Set of tasks >>
a: In the bioenergy program plan text, by what year does the office aim to validate hydrocarbon biofuels production from at least two additional technology pathways?
b: Continue the bioenergy program plan text, picking up after its final line.

Document segment >>
####

BETO high-level schedule. Click to enlarge.

The US Department of Energy (DOE) Bioenergy Technologies Office (BTO) has updated its Multi-Year Program Plan (MYPP), which delineates the goals and structure of the office. BTO is one of the 10 technology development offices within the Office of Energy Efficiency and Renewable Energy (EERE) at DOE.

The MYPP identifies the research, development, demonstration, and deployment (RDD&D) activities the Office will focus on over the next five years and explains why these activities are important. The MYPP is intended for use as an operational guide to help BETO manage and coordinate its activities, as well as a resource to help communicate its mission and goals to stakeholders and the public.

BETO’s overarching strategic goal is to develop commercially viable bioenergy and bioproduct technologies to enable the sustainable, nationwide production of biofuels that are compatible with today’s transportation infrastructure; can reduce greenhouse gas emissions relative to petroleum-derived fuels; and can displace a share of petroleum-derived fuels to reduce US dependence on foreign oil and encourage the creation of a new domestic bioenergy industry.

The Office’s high-level schedule aims for development of commercially viable renewable gasoline, diesel, and jet technologies by 2017 through R&D, and enables a trajectory toward long-term renewable fuels goals. Overall performance goals are:

  • By 2017, validate, at a pilot scale, at least one technology pathway for hydrocarbon biofuel production at a mature modeled price of $3/GGE with GHG emissions reduction of 50% or more compared to petroleum fuel.

  • By 2022, validate hydrocarbon biofuels production from at least two additional technology pathways at a pilot or demonstration scale (>1 ton/day).

BETO organizes its portfolio according to the biomass-to-bioenergy supply chain—from the feedstock source to the end user, with the major focus on feedstock supply and biomass conversion. Key components of the portfolio include:

  • R&D on sustainable, high-quality feedstock supply systems;

  • R&D on biomass conversion technologies;

  • Demonstration and validation of integrated biorefinery technologies up to industrial scale; and

  • Cross-cutting sustainability, analysis, and strategic communications activities.

Multi-year performance goals are:

Click to enlarge.

BETO multi-year milestones f0r 2013-2022 are:

Click to enlarge.

####

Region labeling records
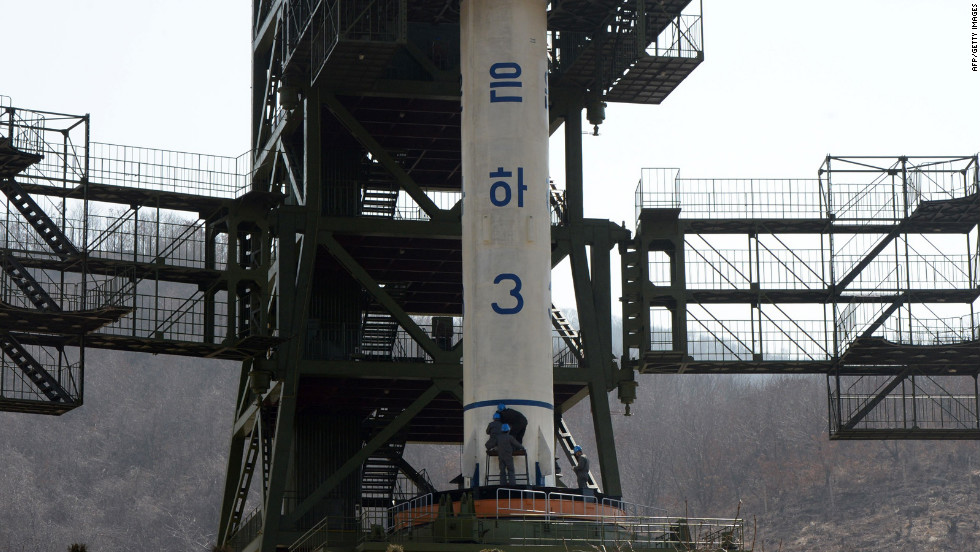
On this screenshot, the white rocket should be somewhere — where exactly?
[460,0,555,486]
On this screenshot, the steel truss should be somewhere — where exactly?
[623,155,980,439]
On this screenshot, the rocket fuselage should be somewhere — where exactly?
[460,0,554,485]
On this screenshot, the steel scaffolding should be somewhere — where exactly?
[624,155,980,439]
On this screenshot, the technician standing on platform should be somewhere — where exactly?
[493,404,527,445]
[497,424,524,485]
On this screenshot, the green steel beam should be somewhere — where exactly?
[565,106,623,496]
[299,360,463,381]
[320,217,462,240]
[259,90,321,552]
[320,80,460,102]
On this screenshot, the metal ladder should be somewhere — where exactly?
[0,253,61,312]
[555,416,601,491]
[0,178,79,260]
[0,332,72,403]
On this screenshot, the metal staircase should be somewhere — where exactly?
[0,178,79,259]
[555,416,600,490]
[358,311,398,360]
[228,408,278,534]
[361,408,424,508]
[619,243,650,355]
[0,332,74,410]
[551,303,585,361]
[361,163,399,218]
[0,252,61,312]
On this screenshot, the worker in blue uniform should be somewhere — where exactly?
[572,445,592,496]
[497,403,527,443]
[497,424,524,485]
[486,412,504,450]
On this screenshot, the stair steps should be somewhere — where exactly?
[0,178,79,260]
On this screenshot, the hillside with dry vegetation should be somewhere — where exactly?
[0,351,980,552]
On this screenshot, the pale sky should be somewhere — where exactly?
[0,0,980,305]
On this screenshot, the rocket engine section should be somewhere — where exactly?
[460,0,555,486]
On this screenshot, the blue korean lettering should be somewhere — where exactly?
[490,62,524,103]
[490,272,524,316]
[490,167,527,207]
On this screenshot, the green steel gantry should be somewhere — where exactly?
[0,0,980,551]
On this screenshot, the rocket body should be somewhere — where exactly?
[460,0,555,486]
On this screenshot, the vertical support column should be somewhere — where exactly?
[256,90,322,552]
[460,0,555,485]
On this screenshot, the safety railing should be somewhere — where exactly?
[89,143,251,199]
[684,311,833,362]
[97,291,229,343]
[311,0,408,81]
[304,324,579,368]
[646,14,704,58]
[289,496,744,552]
[0,352,81,403]
[636,168,827,223]
[672,245,827,290]
[821,156,978,225]
[323,186,463,221]
[636,156,978,226]
[875,312,980,345]
[0,107,88,187]
[227,507,262,552]
[385,493,437,531]
[828,375,980,435]
[0,269,126,312]
[551,332,579,368]
[496,488,551,517]
[79,211,227,269]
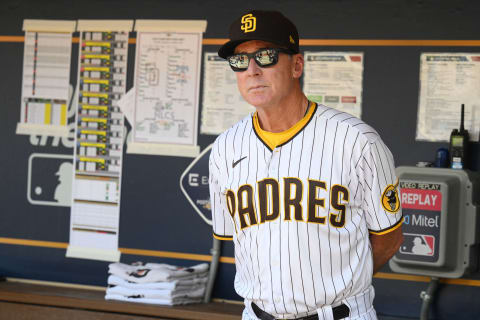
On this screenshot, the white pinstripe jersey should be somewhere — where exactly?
[210,105,402,318]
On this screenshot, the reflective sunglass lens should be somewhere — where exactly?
[255,49,278,67]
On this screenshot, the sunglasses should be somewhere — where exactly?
[227,48,292,72]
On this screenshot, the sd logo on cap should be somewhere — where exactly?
[240,13,257,33]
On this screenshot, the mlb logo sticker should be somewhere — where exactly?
[400,233,435,256]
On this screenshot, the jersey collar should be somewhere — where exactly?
[252,102,317,151]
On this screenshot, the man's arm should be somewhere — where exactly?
[370,226,403,274]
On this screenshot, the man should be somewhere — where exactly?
[210,11,402,320]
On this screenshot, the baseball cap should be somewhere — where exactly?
[218,10,300,59]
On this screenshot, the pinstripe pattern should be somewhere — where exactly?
[210,105,402,319]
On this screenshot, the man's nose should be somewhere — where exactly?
[245,58,261,75]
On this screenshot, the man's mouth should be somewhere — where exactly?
[248,85,267,91]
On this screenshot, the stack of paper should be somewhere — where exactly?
[105,263,208,305]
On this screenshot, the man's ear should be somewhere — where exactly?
[292,53,305,79]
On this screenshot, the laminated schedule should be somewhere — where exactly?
[17,19,75,136]
[67,23,128,261]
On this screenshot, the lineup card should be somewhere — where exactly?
[21,32,72,125]
[67,24,128,260]
[303,51,364,118]
[133,32,202,145]
[416,53,480,141]
[17,19,75,135]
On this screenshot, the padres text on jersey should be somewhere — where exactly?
[210,105,402,318]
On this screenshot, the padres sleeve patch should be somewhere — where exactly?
[381,179,400,213]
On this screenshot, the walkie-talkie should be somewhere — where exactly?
[450,104,469,169]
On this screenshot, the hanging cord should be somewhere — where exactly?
[420,277,438,320]
[203,237,221,303]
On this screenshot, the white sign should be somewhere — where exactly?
[416,53,480,141]
[303,51,363,118]
[133,32,202,146]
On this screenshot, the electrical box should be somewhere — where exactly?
[389,167,480,278]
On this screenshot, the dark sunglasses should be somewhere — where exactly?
[227,48,292,72]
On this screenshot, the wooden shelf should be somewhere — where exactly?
[0,282,243,320]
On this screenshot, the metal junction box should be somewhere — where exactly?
[389,167,480,278]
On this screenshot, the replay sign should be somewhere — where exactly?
[180,145,212,225]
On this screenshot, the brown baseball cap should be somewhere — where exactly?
[218,10,300,59]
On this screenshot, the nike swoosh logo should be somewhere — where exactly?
[232,156,247,168]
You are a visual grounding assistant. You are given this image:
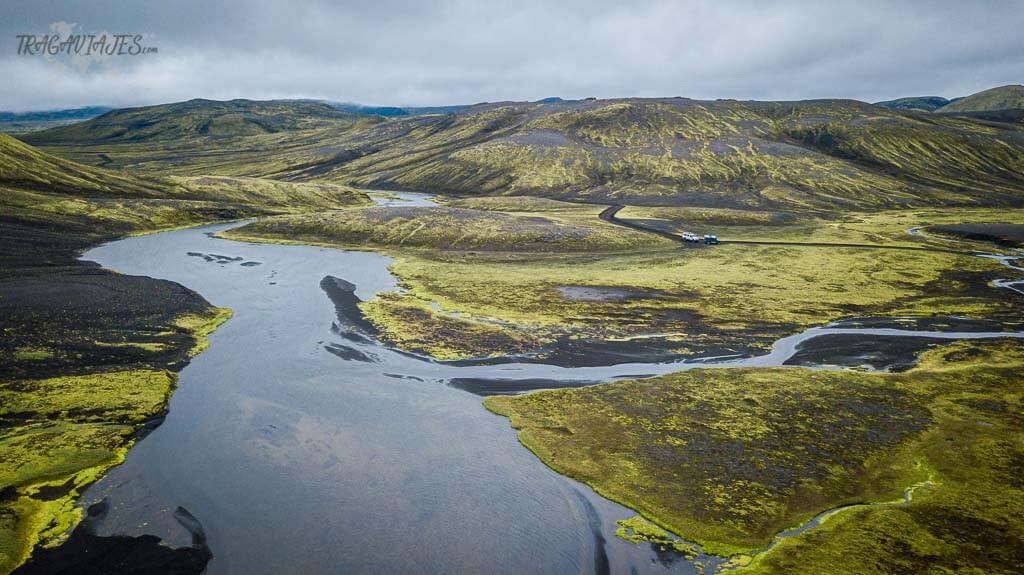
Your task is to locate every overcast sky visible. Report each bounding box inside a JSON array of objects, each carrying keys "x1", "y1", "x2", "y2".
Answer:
[{"x1": 0, "y1": 0, "x2": 1024, "y2": 110}]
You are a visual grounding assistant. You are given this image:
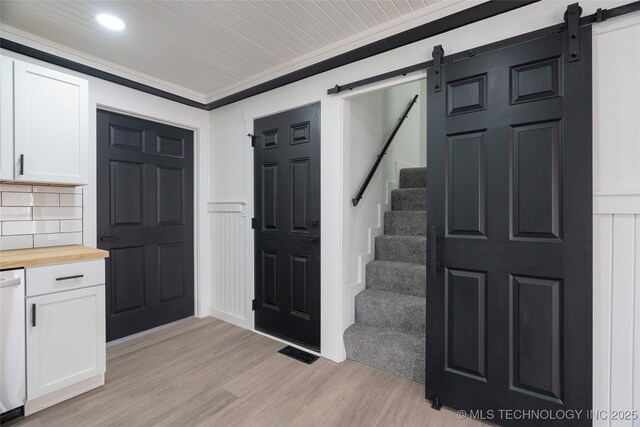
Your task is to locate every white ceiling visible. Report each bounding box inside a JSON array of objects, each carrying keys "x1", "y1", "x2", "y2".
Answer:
[{"x1": 0, "y1": 0, "x2": 450, "y2": 101}]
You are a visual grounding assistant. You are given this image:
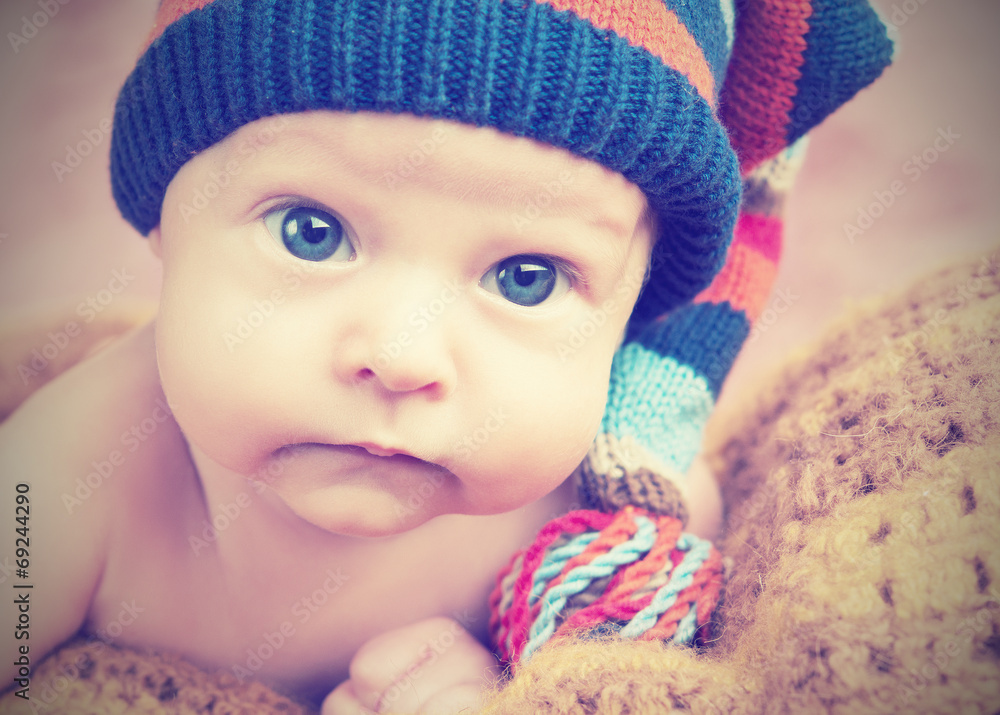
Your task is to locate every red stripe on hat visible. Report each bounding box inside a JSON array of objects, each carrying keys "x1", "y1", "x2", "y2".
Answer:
[
  {"x1": 142, "y1": 0, "x2": 212, "y2": 52},
  {"x1": 537, "y1": 0, "x2": 715, "y2": 106},
  {"x1": 695, "y1": 214, "x2": 782, "y2": 323},
  {"x1": 720, "y1": 0, "x2": 812, "y2": 176}
]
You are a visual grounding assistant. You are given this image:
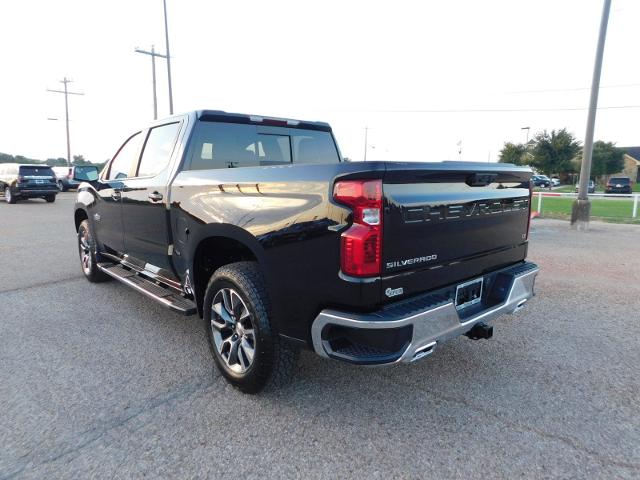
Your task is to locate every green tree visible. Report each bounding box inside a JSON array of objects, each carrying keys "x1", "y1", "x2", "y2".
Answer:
[
  {"x1": 45, "y1": 157, "x2": 67, "y2": 167},
  {"x1": 498, "y1": 142, "x2": 530, "y2": 165},
  {"x1": 578, "y1": 140, "x2": 624, "y2": 177},
  {"x1": 531, "y1": 128, "x2": 580, "y2": 175},
  {"x1": 71, "y1": 155, "x2": 91, "y2": 165}
]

####

Answers to each task >>
a: 2022

b:
I can't believe how we are in deep troubles concerning energy and petrol consumption and pollution. All of that is unsustainable, it's sure that we gonna run out of oil some day and all other methods of energy are unsuficiant . We should focus on hydrogen done by water electrolysis. We should discover a method to electrolyse the water efficiently and with that we can replace petrol completely contrary to batteries that cannot replace petrol because with hydrogen done by water electrolysis we can do fuel and plastics and all king of products that we do with petrol.


"..development of commercially viable renewable gasoline, diesel, and jet technologies by 2017.."

We are on our way towards having bio synthetic gasoline from biomass like corn stover through thermal chemical gasification and synthesis. This is what I have written about on here for 5 years.

My vision was a bio processing plant every 10 x 10 mile section of farm land. You do not move the biomass far and the fuel can be piped out to distribution. The three cellulose ethanol plants in Iowa and Kansas by POET, Dupont and Abengoa are a start, they are showing what can be done.


SJC: I just looked at the Dupont cellustic ethonal website. The plan is for 30 million gallons per year. That is the equivalent of ~2500 barrels of oil per day. Assuming it all works as hoped:

The CAPEX on the plant is $200 million. The US consumes around 18 million barrels of oil per day => USA needs ~ 5000 of these plants => CAPEX of around 1 trillion dollars.

Looking at it another way, if we assume a 5% interest rate on the CAPEX, interest payments alone require a selling price of $3 per gallon.

So my guess is that Biofuels needs to reduce their CAPEX by at least a factor of two. This appears reasonable as this is the first of its kind. Subsequent plants will almost certainly be cheaper.

However its not clear that the USA has sufficient land of the quality needed to supply those 5000 BioFuel plants.

On the other hand if the goal is to supply 20% of US current needs via Biofuels, this looks reasonable.


Hmm looking at it another way, the USA spends ~0.6 trillion dollars per year on oil (if Oil costs $100 per barrel). In that light, trillion dollar investments in Biofuel plants looks reasonable.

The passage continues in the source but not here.